[Start of SUPPLIED MATERIAL]

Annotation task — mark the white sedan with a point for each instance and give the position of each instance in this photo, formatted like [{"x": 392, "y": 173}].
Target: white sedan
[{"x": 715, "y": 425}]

[End of SUPPLIED MATERIAL]
[Start of SUPPLIED MATERIAL]

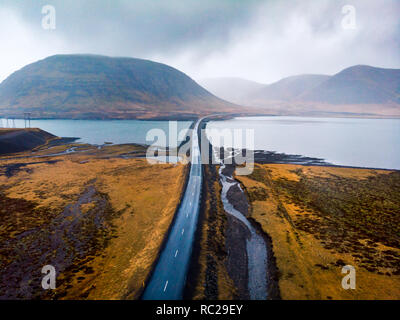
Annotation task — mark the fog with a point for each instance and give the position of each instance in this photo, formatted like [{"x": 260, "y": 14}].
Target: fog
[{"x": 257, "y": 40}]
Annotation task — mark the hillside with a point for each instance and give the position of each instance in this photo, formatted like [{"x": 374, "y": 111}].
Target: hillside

[End of SUPPLIED MATERIAL]

*INSTRUCTIONS FOR THE TASK*. Gather every line of the rows above that contains the word "white", and copy each one in full.

*SOLUTION TO THE EXERCISE*.
Annotation task — mark the white sedan with a point for each instance and give the position of each instance in this photo, formatted like [{"x": 392, "y": 173}].
Target: white sedan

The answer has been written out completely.